Each entry below is to be copied verbatim, with no line missing.

Saved entries
-*-*-
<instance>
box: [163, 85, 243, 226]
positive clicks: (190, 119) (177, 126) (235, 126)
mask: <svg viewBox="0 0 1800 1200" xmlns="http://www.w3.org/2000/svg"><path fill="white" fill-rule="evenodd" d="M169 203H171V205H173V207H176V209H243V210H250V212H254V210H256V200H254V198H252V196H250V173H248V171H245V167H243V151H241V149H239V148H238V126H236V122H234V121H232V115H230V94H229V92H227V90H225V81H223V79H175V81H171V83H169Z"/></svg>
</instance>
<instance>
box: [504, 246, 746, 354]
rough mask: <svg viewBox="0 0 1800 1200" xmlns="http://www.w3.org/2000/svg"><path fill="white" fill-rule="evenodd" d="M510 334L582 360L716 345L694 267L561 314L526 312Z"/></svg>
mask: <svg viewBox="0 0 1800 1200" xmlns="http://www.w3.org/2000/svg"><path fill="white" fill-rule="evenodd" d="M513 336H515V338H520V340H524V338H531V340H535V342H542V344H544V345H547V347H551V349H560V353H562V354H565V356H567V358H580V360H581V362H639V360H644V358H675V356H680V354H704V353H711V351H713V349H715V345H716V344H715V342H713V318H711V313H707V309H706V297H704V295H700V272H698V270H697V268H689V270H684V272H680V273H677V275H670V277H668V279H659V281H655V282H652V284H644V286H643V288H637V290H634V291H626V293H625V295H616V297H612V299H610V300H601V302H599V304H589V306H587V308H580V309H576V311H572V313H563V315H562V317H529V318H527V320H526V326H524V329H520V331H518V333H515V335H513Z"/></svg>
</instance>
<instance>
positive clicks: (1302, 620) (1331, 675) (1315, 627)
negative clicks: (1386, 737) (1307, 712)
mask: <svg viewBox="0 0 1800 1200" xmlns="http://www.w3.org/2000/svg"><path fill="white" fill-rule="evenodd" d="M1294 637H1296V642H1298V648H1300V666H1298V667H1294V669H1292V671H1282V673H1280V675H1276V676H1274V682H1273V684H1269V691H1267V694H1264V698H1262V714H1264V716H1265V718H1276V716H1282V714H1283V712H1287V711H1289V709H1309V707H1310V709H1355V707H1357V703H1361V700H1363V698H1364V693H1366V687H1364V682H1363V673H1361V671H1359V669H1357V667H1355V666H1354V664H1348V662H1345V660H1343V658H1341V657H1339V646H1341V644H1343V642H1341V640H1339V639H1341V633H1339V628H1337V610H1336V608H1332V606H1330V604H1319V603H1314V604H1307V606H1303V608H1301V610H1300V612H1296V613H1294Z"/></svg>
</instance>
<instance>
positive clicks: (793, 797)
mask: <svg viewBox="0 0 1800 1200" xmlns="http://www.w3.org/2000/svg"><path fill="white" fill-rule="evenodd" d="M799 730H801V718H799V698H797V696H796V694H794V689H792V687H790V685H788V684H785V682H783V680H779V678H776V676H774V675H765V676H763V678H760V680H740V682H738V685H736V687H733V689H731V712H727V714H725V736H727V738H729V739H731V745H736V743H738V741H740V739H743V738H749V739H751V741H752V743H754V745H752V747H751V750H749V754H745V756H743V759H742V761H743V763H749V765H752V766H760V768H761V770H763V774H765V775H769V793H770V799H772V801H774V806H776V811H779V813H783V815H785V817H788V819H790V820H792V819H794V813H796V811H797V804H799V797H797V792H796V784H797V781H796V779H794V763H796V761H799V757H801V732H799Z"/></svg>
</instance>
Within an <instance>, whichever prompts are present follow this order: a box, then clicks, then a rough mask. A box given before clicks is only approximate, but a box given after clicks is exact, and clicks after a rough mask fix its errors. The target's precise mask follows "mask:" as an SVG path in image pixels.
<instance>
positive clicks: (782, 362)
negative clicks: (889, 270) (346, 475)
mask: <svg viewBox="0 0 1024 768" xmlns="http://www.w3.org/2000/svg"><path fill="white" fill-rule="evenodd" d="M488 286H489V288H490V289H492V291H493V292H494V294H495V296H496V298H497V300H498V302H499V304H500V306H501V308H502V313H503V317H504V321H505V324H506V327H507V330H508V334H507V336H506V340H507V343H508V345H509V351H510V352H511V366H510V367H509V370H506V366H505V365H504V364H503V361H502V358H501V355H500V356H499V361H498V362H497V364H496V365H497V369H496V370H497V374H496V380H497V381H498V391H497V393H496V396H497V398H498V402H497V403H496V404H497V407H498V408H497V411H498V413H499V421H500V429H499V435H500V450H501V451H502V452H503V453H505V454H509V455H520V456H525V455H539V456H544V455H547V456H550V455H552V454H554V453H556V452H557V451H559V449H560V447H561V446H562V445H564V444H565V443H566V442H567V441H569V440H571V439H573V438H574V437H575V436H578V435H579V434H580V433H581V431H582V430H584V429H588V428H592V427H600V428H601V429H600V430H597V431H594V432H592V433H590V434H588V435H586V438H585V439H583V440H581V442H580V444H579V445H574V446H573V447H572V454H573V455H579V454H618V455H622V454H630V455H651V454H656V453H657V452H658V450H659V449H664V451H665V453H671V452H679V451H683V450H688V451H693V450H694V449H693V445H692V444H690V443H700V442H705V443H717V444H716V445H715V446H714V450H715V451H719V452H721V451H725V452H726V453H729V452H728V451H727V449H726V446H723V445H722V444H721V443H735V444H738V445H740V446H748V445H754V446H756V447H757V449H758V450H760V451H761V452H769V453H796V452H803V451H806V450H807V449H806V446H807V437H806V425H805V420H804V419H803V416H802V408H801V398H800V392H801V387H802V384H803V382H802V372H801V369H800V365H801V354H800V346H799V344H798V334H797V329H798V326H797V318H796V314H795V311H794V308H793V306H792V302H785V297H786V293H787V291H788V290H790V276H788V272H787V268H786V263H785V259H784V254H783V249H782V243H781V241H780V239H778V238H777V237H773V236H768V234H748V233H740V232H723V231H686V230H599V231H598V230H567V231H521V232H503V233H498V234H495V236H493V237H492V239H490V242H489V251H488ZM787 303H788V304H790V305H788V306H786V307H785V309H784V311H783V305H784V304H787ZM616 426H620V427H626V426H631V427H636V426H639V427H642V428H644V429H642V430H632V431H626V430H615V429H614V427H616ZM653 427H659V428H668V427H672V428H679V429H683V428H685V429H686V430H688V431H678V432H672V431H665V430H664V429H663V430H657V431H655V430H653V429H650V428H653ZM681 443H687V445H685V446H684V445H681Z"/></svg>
-*-*-
▶ TASK RESULT
<instance>
box: [163, 85, 243, 226]
positive clicks: (190, 119) (177, 126) (235, 126)
mask: <svg viewBox="0 0 1800 1200" xmlns="http://www.w3.org/2000/svg"><path fill="white" fill-rule="evenodd" d="M169 203H171V205H173V207H176V209H243V210H250V212H254V210H256V200H254V198H252V196H250V173H248V171H245V167H243V151H241V149H239V148H238V126H236V122H234V121H232V115H230V94H229V92H227V90H225V81H223V79H175V81H171V83H169Z"/></svg>
</instance>
<instance>
box: [504, 246, 746, 354]
rough mask: <svg viewBox="0 0 1800 1200" xmlns="http://www.w3.org/2000/svg"><path fill="white" fill-rule="evenodd" d="M510 334L582 360L716 345L694 267L561 314L526 312Z"/></svg>
mask: <svg viewBox="0 0 1800 1200" xmlns="http://www.w3.org/2000/svg"><path fill="white" fill-rule="evenodd" d="M513 336H515V338H520V340H524V338H531V340H535V342H542V344H544V345H547V347H551V349H560V353H562V354H565V356H567V358H580V360H581V362H639V360H644V358H675V356H680V354H704V353H711V351H713V349H715V345H716V344H715V342H713V318H711V313H707V309H706V297H704V295H700V272H698V270H697V268H689V270H684V272H680V273H677V275H670V277H668V279H659V281H655V282H652V284H644V286H643V288H637V290H634V291H626V293H625V295H616V297H612V299H610V300H601V302H599V304H589V306H587V308H580V309H576V311H572V313H563V315H562V317H529V318H527V320H526V326H524V329H520V331H518V333H515V335H513Z"/></svg>
</instance>
<instance>
positive clicks: (1302, 620) (1331, 675) (1315, 627)
negative clicks: (1386, 737) (1307, 712)
mask: <svg viewBox="0 0 1800 1200" xmlns="http://www.w3.org/2000/svg"><path fill="white" fill-rule="evenodd" d="M1294 637H1296V642H1298V648H1300V666H1298V667H1294V669H1292V671H1282V673H1280V675H1276V676H1274V682H1273V684H1269V691H1267V694H1264V698H1262V714H1264V716H1265V718H1276V716H1282V714H1283V712H1287V711H1289V709H1309V707H1310V709H1355V707H1357V703H1361V700H1363V698H1364V693H1366V687H1364V682H1363V673H1361V671H1359V669H1357V667H1355V666H1354V664H1348V662H1345V660H1343V658H1341V657H1339V646H1341V644H1343V642H1341V640H1339V639H1341V633H1339V628H1337V610H1336V608H1332V606H1330V604H1319V603H1314V604H1307V606H1303V608H1301V610H1300V612H1296V613H1294Z"/></svg>
</instance>
<instance>
positive clicks: (793, 797)
mask: <svg viewBox="0 0 1800 1200" xmlns="http://www.w3.org/2000/svg"><path fill="white" fill-rule="evenodd" d="M799 730H801V718H799V698H797V696H796V694H794V689H792V687H790V685H788V684H785V682H783V680H779V678H776V676H774V675H765V676H763V678H760V680H740V682H738V685H736V687H733V689H731V712H727V714H725V736H727V738H729V739H731V745H736V743H738V741H740V739H743V738H749V739H751V741H752V743H754V745H752V747H751V750H749V754H745V756H743V759H742V761H743V763H749V765H752V766H760V768H761V770H763V774H765V775H769V793H770V799H772V801H774V806H776V811H779V813H783V815H785V817H788V819H790V820H792V819H794V813H796V811H797V804H799V797H797V792H796V784H797V781H796V779H794V763H796V761H799V757H801V732H799Z"/></svg>
</instance>
Within an <instance>, whichever prompts are present follow this order: a box, then clicks, then a rough mask. A box given before clicks is only approximate, but a box given after clicks is exact, and clicks after a rough mask fix its errors. The target's precise mask follows "mask:" as an SVG path in image pixels.
<instance>
positive clicks: (782, 362)
negative clicks: (889, 270) (346, 475)
mask: <svg viewBox="0 0 1024 768" xmlns="http://www.w3.org/2000/svg"><path fill="white" fill-rule="evenodd" d="M488 286H489V288H490V289H492V291H493V292H494V294H495V296H496V298H497V300H498V302H499V304H500V306H501V308H502V313H503V317H504V321H505V324H506V327H507V330H508V334H507V336H506V340H507V343H508V345H509V351H510V352H511V366H510V367H509V370H506V366H505V365H504V364H503V361H502V358H501V355H500V356H499V361H498V362H497V364H496V365H497V369H496V370H497V374H496V380H497V381H498V391H497V393H496V396H497V398H498V402H497V403H496V404H497V407H498V408H497V411H498V413H499V421H500V429H499V435H500V450H501V451H502V452H503V453H505V454H509V455H520V456H525V455H539V456H544V455H547V456H550V455H552V454H554V453H556V452H557V451H559V449H560V447H561V446H562V445H564V444H565V443H566V442H567V441H569V440H571V439H573V438H574V437H575V436H578V435H579V434H580V433H581V431H582V430H584V429H588V428H592V427H600V428H601V429H600V430H597V431H594V432H592V433H590V434H588V435H586V438H585V439H583V440H581V442H580V444H579V445H574V446H573V447H572V454H573V455H579V454H618V455H622V454H630V455H651V454H656V453H657V452H658V450H659V449H664V451H665V453H671V452H679V451H683V450H688V451H693V450H694V449H693V445H692V444H690V443H700V442H705V443H717V444H716V445H715V446H714V450H715V451H719V452H721V451H725V452H726V453H729V452H728V451H727V449H726V446H723V445H722V444H721V443H735V444H738V445H740V446H748V445H754V446H756V447H757V449H758V450H760V451H761V452H769V453H796V452H803V451H806V450H807V449H806V446H807V437H806V425H805V420H804V419H803V416H802V408H801V398H800V392H801V387H802V384H803V382H802V372H801V369H800V365H801V354H800V346H799V344H798V334H797V329H798V326H797V318H796V314H795V311H794V308H793V306H792V302H785V297H786V293H787V291H788V290H790V276H788V272H787V268H786V263H785V259H784V254H783V249H782V243H781V241H780V239H778V238H777V237H773V236H768V234H748V233H740V232H723V231H686V230H599V231H598V230H567V231H521V232H503V233H498V234H495V236H493V237H492V239H490V242H489V251H488ZM787 303H788V304H790V305H788V306H786V307H785V309H784V311H783V305H784V304H787ZM616 426H620V427H626V426H631V427H636V426H639V427H642V428H644V429H642V430H632V431H626V430H615V429H614V427H616ZM653 427H659V428H668V427H672V428H679V429H683V428H685V429H686V430H688V431H678V432H672V431H665V430H664V429H663V430H657V431H655V430H653V429H650V428H653ZM681 443H687V445H685V446H684V445H681Z"/></svg>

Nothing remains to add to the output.